Directions:
Skip the images; return every entry exactly.

[Entries supplied Boundary: Start]

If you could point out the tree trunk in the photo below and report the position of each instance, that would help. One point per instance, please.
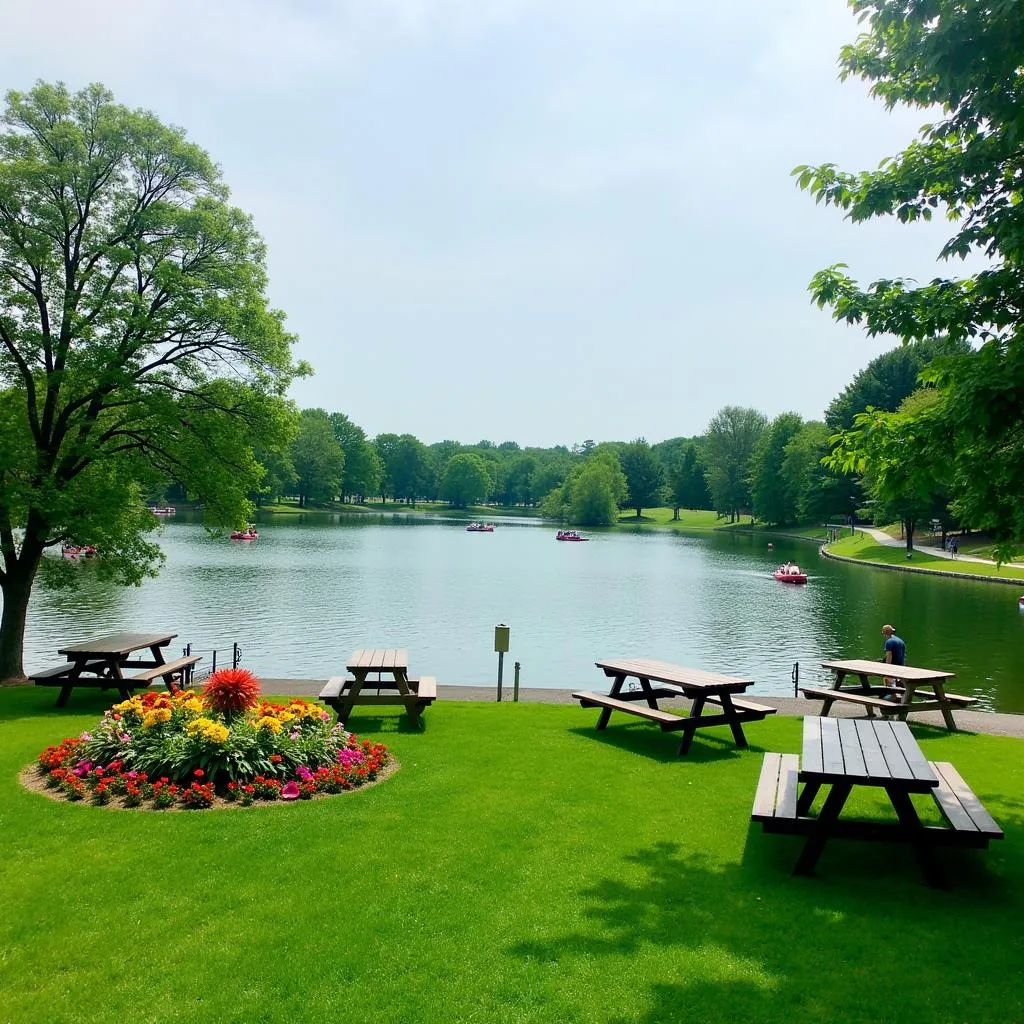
(16, 590)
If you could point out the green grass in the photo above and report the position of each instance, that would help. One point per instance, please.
(864, 548)
(519, 867)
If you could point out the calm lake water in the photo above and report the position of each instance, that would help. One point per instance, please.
(313, 588)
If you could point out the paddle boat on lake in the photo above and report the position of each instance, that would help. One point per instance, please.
(790, 572)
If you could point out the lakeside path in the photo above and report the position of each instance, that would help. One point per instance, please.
(992, 723)
(894, 542)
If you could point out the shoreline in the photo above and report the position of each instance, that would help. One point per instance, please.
(988, 722)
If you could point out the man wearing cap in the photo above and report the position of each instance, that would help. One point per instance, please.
(894, 651)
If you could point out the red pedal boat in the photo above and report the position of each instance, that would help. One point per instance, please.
(790, 573)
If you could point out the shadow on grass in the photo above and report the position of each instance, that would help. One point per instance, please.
(748, 941)
(651, 742)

[Entries supplied Boundary: End]

Solution:
If you could point out the tree trunk in the photo below and report the position of each instance, that would help. One point per instance, please.
(16, 590)
If you could point out the green grass in the photo above and report the position of each instance, that would help. One point per instance, please.
(864, 548)
(519, 867)
If you could point out the calm lake water in the photo above and report the position of each instance, that would help. One point per instance, please.
(313, 588)
If you could point out the paddle boat on lake in the photo above and report the position of each instance, that would help. One point per instance, please.
(790, 572)
If you could point out the lakeside path in the photo above and report the position of each instance, that would help. One point per instance, please.
(992, 723)
(894, 542)
If you could point out the shoreline in the photo above and report the position of each instance, that would help. One point per instance, please.
(988, 722)
If you could point out the man wearing cap in the photo above and report the position of each instance, that would help. One point per instance, please.
(894, 651)
If you could point out the red pedal boat in the photo above and report the position of each instance, that would help. One point per instance, please.
(790, 573)
If you could point out the shadow on grass in the photo above and report the position of each instance, that would help. One point per instance, please.
(748, 941)
(651, 742)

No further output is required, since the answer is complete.